[Data entries]
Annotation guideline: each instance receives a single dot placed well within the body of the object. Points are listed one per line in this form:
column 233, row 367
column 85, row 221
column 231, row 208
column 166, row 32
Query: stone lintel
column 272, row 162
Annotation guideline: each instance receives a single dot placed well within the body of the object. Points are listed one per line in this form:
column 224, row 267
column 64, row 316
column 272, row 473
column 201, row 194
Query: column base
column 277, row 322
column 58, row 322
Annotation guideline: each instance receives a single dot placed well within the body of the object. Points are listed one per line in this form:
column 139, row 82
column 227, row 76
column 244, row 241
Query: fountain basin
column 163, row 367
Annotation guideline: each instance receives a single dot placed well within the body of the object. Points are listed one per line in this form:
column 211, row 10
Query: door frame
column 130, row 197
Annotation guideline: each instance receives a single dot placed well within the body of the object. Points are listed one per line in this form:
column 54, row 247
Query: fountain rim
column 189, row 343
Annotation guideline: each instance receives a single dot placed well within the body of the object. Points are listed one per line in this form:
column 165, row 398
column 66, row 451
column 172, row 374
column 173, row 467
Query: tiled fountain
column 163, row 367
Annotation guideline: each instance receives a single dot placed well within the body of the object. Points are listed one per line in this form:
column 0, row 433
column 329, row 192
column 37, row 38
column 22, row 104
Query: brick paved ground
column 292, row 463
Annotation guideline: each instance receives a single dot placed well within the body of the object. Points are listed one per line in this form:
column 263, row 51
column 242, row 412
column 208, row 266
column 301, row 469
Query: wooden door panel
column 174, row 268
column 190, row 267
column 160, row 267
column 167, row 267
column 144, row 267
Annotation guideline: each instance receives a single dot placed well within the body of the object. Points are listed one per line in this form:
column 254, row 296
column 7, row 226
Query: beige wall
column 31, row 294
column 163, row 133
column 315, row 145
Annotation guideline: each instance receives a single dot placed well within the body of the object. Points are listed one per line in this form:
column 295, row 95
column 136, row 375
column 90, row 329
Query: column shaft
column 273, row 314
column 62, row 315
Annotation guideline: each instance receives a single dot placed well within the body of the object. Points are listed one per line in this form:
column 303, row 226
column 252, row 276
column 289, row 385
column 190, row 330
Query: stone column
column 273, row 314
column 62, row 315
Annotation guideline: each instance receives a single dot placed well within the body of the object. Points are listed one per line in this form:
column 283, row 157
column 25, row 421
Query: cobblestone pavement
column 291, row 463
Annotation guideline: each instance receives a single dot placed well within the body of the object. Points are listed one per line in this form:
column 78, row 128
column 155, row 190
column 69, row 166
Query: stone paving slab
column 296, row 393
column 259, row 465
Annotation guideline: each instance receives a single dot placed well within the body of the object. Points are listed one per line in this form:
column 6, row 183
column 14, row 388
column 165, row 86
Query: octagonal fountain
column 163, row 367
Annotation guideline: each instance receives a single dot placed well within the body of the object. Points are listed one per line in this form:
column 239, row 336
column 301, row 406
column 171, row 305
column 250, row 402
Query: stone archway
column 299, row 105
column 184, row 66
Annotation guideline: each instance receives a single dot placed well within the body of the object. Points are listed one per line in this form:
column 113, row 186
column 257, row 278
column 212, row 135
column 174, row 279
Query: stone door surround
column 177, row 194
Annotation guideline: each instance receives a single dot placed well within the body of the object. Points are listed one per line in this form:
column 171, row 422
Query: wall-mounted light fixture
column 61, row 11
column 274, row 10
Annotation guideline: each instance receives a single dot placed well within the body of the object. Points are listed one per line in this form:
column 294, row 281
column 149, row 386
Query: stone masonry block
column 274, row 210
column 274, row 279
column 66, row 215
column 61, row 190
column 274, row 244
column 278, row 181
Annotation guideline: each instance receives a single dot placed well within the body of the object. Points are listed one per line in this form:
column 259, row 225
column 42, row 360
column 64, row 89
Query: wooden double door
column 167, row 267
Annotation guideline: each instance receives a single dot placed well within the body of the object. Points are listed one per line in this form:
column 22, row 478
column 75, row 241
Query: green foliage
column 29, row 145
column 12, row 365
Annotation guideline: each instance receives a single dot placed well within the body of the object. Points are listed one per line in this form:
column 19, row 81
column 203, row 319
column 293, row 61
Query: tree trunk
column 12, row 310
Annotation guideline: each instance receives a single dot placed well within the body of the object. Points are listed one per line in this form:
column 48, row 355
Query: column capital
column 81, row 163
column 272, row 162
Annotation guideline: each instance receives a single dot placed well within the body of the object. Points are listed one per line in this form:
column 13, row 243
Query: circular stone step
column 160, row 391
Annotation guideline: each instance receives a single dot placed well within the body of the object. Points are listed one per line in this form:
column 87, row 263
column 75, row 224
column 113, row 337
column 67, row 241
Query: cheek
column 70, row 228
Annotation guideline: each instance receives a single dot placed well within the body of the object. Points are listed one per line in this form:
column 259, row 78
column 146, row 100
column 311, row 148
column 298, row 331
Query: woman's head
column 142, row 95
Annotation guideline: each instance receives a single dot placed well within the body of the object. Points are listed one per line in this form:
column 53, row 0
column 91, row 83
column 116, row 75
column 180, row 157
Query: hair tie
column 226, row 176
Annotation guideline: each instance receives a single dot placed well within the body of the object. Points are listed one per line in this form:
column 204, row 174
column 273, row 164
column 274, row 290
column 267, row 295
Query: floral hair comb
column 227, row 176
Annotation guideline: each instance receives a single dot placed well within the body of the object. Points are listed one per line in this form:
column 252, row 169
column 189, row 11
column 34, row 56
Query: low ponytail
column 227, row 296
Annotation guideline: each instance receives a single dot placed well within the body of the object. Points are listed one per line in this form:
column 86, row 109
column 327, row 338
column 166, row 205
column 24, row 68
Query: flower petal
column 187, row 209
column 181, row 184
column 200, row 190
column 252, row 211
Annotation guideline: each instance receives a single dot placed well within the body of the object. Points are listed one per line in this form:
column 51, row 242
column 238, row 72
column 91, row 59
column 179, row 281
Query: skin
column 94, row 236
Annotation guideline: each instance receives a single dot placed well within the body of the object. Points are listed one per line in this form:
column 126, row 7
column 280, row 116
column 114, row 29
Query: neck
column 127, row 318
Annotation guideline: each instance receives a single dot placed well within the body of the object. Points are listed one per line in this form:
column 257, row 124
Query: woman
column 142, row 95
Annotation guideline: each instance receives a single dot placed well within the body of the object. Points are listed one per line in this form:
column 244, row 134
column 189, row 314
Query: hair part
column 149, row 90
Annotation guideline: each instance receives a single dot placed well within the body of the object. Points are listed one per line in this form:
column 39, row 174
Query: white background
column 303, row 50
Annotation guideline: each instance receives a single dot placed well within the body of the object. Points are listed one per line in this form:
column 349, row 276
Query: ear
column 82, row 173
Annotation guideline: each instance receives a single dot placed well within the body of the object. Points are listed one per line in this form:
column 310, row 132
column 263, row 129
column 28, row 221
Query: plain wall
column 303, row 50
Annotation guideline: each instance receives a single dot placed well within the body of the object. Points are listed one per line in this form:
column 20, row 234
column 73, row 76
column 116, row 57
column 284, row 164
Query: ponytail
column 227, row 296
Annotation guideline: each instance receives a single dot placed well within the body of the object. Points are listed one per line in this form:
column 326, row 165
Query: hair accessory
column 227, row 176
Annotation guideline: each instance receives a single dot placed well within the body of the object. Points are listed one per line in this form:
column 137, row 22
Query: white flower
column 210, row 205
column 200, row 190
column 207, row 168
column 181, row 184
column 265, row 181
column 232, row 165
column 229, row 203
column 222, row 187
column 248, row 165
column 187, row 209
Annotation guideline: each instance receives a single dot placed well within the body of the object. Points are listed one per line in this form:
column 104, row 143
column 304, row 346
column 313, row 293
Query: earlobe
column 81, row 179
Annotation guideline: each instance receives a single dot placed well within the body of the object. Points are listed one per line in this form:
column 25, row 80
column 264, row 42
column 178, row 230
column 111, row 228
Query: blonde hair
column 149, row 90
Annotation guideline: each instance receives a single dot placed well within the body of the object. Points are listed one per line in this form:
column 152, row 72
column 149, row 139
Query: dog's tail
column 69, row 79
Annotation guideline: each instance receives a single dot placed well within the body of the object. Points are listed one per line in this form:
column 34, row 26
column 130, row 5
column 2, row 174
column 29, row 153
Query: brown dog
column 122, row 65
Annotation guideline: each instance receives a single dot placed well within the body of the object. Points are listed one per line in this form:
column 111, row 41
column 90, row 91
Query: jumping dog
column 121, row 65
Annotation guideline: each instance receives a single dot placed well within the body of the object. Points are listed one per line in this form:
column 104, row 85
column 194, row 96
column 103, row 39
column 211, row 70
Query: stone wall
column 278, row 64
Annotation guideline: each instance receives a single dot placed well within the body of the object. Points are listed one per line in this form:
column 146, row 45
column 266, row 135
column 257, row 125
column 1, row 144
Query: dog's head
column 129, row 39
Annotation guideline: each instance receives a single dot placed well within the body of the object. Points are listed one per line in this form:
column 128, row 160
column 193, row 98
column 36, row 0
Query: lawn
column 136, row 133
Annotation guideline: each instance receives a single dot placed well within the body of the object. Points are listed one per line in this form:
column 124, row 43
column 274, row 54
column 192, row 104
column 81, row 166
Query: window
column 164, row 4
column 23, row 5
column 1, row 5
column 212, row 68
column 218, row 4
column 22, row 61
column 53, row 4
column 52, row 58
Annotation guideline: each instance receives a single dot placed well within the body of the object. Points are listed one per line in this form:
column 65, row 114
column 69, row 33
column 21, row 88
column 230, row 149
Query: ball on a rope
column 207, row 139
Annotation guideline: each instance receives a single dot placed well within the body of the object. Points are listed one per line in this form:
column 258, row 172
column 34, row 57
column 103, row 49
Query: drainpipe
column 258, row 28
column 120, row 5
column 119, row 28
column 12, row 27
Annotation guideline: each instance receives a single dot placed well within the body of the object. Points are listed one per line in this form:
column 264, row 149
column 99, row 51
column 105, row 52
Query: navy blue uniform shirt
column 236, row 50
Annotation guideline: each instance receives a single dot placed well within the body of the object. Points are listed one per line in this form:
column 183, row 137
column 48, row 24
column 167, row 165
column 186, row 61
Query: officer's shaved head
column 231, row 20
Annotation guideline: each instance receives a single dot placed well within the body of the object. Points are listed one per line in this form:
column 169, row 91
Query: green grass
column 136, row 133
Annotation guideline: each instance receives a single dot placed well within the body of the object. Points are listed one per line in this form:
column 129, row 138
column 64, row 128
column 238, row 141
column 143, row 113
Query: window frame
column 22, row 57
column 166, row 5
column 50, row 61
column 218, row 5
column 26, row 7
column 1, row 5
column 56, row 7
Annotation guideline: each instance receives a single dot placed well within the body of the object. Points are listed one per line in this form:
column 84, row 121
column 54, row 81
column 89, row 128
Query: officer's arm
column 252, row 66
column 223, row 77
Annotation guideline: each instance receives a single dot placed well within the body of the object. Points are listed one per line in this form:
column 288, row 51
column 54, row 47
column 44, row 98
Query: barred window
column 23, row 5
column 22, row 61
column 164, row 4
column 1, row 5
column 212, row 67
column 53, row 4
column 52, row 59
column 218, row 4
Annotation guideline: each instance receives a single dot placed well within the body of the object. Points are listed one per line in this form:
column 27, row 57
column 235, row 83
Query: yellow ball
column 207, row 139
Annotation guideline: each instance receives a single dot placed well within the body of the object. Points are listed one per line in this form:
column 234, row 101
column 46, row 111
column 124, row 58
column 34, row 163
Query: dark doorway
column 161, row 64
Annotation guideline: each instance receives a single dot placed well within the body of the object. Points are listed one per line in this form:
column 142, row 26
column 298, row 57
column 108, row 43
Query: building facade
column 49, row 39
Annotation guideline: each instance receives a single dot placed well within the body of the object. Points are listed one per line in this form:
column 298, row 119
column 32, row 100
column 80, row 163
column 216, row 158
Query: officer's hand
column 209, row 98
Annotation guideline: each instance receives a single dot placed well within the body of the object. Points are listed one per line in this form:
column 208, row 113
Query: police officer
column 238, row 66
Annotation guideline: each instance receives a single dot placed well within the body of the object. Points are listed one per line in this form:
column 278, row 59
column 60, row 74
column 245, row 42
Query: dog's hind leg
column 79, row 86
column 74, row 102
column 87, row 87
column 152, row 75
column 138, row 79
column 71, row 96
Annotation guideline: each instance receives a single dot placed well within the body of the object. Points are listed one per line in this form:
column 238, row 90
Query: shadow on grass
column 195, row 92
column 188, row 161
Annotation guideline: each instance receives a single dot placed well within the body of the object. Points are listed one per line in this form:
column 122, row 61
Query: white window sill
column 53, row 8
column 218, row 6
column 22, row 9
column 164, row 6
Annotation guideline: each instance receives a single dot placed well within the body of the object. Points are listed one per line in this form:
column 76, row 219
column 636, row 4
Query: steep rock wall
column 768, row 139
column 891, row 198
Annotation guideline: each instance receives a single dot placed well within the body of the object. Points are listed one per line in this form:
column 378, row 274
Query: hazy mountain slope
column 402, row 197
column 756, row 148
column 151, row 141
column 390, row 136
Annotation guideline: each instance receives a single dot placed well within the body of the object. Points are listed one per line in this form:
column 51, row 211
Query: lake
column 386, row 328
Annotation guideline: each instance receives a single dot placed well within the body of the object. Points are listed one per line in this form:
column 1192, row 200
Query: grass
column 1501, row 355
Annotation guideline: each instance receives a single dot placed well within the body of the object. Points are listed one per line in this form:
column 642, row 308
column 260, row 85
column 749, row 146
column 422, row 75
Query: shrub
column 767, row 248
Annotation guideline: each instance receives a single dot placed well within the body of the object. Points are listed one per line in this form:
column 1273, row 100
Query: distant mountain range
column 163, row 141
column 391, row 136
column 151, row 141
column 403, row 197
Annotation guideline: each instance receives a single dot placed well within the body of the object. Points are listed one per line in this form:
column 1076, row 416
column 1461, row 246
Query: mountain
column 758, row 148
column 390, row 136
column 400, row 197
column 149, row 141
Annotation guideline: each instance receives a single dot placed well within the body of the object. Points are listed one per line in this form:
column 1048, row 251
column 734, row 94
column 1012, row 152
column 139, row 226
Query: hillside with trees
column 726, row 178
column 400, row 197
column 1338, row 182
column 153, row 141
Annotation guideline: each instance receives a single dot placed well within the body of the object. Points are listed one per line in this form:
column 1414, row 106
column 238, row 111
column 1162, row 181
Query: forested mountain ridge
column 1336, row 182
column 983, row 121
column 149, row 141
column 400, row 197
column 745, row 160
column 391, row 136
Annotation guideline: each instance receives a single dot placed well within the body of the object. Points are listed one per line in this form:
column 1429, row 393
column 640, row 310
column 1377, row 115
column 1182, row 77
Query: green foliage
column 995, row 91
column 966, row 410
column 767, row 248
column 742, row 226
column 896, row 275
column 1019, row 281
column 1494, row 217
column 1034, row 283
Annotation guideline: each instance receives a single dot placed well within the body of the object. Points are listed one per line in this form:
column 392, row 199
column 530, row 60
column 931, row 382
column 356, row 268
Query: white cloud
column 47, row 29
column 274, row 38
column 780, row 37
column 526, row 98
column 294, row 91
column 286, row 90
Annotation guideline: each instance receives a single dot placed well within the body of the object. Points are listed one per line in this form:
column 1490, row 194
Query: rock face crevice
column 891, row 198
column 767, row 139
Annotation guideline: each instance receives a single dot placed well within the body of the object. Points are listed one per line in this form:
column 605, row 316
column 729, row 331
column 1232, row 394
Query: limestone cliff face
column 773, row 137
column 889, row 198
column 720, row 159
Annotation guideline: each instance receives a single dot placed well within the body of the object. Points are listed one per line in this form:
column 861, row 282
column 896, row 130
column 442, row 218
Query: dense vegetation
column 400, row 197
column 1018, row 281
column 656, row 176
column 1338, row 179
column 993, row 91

What the task requires: Starting with the line with "column 129, row 138" above and going on through the line with "column 245, row 42", transcribe every line exactly, both ends included, and add nothing.

Your solution:
column 129, row 138
column 64, row 128
column 238, row 141
column 143, row 113
Query: window frame
column 22, row 57
column 166, row 5
column 50, row 61
column 218, row 5
column 26, row 7
column 1, row 5
column 56, row 7
Annotation guideline: each instance receives a single dot placed well within the body of the object. Points are listed one per line in this form:
column 84, row 121
column 54, row 81
column 89, row 128
Query: officer's arm
column 252, row 66
column 223, row 77
Annotation guideline: each instance receives a single dot placed well within the body of the object. Points are listed one per line in this form:
column 288, row 51
column 54, row 47
column 44, row 98
Query: barred window
column 23, row 5
column 22, row 61
column 164, row 4
column 1, row 5
column 212, row 67
column 53, row 4
column 52, row 59
column 218, row 4
Annotation guideline: each instance receives a single dot placed well within the body of the object. Points are listed one per line in this form:
column 27, row 57
column 235, row 83
Query: yellow ball
column 207, row 139
Annotation guideline: each instance receives a single dot placed well within the body of the object. Points are listed one per line in this form:
column 234, row 101
column 46, row 111
column 124, row 58
column 34, row 163
Query: dark doorway
column 161, row 64
Annotation guideline: each instance receives a single dot placed well within the body of the object. Points are listed one per line in this form:
column 142, row 26
column 298, row 57
column 108, row 43
Query: building facade
column 49, row 39
Annotation guideline: each instance receives a single dot placed well within the body of the object. Points are listed one per line in this form:
column 298, row 119
column 32, row 100
column 80, row 163
column 216, row 158
Query: officer's hand
column 209, row 98
Annotation guideline: each instance receives a single dot placed well within the body of the object. Points are listed one per line in this form:
column 208, row 113
Query: police officer
column 238, row 66
Annotation guideline: each instance receives a single dot placed well within the body of the object. Points are listed one per line in this form:
column 278, row 59
column 60, row 74
column 245, row 42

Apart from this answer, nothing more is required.